Accelerate Generative AI Inference on Amazon SageMaker AI with G7e Instances

Amazon AWS AI Blog / 4/21/2026

📰 NewsDeveloper Stack & InfrastructureTools & Practical UsageIndustry & Market Moves

Key Points

  • Amazon SageMaker AI now offers G7e instances with NVIDIA RTX PRO 6000 Blackwell Server Edition GPUs for generative AI inference.
  • Users can provision G7e nodes using 1, 2, 4, or 8 GPUs, with each GPU delivering 96 GB of GDDR7 memory.
  • The launch enables organizations to run open-source foundation models on single-node setups such as the G7e.2xlarge instance.
  • Example supported models include GPT-OSS-120B, Nemotron-3-Super-120B-A12B (NVFP4 variant), and Qwen3.5-35B-A3B, aiming to balance performance and cost effectiveness.
Today, we are thrilled to announce the availability of G7e instances powered by NVIDIA RTX PRO 6000 Blackwell Server Edition GPUs on Amazon SageMaker AI. You can provision nodes with 1, 2, 4, and 8 RTX PRO 6000 GPU instances, with each GPU providing 96 GB of GDDR7 memory. This launch provides the capability to use a single-node GPU, G7e.2xlarge instance to host powerful open source foundation models (FMs) like GPT-OSS-120B, Nemotron-3-Super-120B-A12B (NVFP4 variant), and Qwen3.5-35B-A3B, offering organizations a cost-effective and high-performing option.

> **Dataset excerpts**

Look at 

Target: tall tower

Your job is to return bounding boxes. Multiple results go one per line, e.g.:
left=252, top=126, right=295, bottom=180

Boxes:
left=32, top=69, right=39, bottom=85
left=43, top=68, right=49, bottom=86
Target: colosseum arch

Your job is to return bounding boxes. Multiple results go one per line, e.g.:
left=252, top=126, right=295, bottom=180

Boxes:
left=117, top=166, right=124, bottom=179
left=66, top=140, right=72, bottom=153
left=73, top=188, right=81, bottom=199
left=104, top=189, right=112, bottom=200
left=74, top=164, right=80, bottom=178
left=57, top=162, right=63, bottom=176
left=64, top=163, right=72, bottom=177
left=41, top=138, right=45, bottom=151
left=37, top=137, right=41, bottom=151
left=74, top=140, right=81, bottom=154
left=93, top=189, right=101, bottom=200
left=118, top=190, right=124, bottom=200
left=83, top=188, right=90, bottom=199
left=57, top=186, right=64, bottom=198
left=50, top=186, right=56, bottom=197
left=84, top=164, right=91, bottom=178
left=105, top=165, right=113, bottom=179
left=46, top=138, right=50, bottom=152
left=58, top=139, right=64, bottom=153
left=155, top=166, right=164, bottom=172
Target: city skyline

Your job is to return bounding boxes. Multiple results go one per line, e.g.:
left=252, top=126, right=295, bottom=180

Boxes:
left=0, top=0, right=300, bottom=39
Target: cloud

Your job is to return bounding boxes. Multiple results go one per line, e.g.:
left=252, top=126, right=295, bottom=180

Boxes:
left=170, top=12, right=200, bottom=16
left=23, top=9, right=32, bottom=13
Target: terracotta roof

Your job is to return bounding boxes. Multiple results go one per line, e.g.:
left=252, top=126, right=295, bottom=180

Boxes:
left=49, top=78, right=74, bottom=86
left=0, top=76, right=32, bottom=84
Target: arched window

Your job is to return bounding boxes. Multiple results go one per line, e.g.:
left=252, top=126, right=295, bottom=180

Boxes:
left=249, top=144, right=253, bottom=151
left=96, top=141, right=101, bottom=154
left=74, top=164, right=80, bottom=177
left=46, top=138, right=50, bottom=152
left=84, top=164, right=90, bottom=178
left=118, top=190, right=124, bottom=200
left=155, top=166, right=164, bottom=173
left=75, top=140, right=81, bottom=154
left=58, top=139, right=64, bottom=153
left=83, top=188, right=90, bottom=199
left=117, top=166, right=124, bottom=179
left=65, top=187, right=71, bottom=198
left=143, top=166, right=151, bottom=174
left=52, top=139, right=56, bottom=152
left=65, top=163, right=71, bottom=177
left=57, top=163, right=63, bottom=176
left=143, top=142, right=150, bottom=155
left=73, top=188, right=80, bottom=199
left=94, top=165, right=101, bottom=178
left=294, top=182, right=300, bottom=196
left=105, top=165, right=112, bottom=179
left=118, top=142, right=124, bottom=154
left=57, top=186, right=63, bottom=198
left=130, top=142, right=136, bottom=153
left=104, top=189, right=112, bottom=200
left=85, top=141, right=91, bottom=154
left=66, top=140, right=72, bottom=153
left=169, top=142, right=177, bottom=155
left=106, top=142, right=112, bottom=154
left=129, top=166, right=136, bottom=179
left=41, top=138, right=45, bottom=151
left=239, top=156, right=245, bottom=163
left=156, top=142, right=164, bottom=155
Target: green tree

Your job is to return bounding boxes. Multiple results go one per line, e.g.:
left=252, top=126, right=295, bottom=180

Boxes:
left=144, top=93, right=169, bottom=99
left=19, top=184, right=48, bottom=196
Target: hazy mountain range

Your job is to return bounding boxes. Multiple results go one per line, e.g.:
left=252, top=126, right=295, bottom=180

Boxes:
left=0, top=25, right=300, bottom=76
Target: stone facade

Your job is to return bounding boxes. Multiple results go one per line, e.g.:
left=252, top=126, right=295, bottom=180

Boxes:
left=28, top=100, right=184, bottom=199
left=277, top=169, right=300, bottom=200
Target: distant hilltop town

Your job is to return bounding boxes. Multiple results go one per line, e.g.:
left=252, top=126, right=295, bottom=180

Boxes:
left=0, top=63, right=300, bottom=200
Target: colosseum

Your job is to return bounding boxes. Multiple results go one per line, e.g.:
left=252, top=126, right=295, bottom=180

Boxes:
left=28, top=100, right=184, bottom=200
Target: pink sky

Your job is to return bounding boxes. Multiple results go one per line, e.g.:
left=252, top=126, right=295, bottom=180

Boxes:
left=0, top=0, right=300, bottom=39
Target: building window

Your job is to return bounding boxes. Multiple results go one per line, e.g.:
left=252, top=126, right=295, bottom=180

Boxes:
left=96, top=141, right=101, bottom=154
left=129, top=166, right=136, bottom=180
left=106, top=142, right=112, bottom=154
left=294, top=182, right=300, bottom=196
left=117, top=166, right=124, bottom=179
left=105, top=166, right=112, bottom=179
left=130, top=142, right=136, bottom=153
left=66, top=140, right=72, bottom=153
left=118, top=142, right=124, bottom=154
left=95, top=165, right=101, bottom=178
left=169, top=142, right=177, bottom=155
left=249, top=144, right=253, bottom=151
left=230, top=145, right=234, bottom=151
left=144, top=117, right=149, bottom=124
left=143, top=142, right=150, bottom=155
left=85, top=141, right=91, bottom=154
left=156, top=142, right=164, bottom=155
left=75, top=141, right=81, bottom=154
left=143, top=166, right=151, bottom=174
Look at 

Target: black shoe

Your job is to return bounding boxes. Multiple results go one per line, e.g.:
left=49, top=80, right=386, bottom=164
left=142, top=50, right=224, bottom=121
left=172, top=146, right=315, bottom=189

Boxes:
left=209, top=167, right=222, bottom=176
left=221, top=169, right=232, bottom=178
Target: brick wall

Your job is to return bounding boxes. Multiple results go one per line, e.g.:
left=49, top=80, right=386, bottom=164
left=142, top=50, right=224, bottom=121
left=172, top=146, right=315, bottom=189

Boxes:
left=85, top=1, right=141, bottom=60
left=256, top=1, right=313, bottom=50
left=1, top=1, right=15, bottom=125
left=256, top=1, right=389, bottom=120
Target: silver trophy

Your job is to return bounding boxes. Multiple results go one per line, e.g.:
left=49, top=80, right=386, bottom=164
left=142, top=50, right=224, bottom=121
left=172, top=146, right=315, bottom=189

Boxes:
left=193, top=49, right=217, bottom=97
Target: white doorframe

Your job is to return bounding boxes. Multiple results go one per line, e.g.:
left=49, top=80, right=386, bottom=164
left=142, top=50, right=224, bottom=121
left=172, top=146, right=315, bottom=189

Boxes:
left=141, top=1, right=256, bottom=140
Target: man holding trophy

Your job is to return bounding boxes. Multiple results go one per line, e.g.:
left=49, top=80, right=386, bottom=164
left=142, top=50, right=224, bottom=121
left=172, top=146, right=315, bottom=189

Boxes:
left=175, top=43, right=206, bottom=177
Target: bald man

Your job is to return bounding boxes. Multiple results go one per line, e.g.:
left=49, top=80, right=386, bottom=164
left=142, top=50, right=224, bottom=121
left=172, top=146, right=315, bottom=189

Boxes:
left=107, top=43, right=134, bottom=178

> **What the exercise asks**
Write out the full SageMaker G7e announcement word for word, from its title to its last sentence. The data above can be set aside, since nothing here depends on it.

> **Solution**
Accelerate Generative AI Inference on Amazon SageMaker AI with G7e Instances

Amazon AWS AI Blog / 4/21/2026

📰 NewsDeveloper Stack & InfrastructureTools & Practical UsageIndustry & Market Moves

Key Points

  • Amazon SageMaker AI now offers G7e instances with NVIDIA RTX PRO 6000 Blackwell Server Edition GPUs for generative AI inference.
  • Users can provision G7e nodes using 1, 2, 4, or 8 GPUs, with each GPU delivering 96 GB of GDDR7 memory.
  • The launch enables organizations to run open-source foundation models on single-node setups such as the G7e.2xlarge instance.
  • Example supported models include GPT-OSS-120B, Nemotron-3-Super-120B-A12B (NVFP4 variant), and Qwen3.5-35B-A3B, aiming to balance performance and cost effectiveness.
Today, we are thrilled to announce the availability of G7e instances powered by NVIDIA RTX PRO 6000 Blackwell Server Edition GPUs on Amazon SageMaker AI. You can provision nodes with 1, 2, 4, and 8 RTX PRO 6000 GPU instances, with each GPU providing 96 GB of GDDR7 memory. This launch provides the capability to use a single-node GPU, G7e.2xlarge instance to host powerful open source foundation models (FMs) like GPT-OSS-120B, Nemotron-3-Super-120B-A12B (NVFP4 variant), and Qwen3.5-35B-A3B, offering organizations a cost-effective and high-performing option.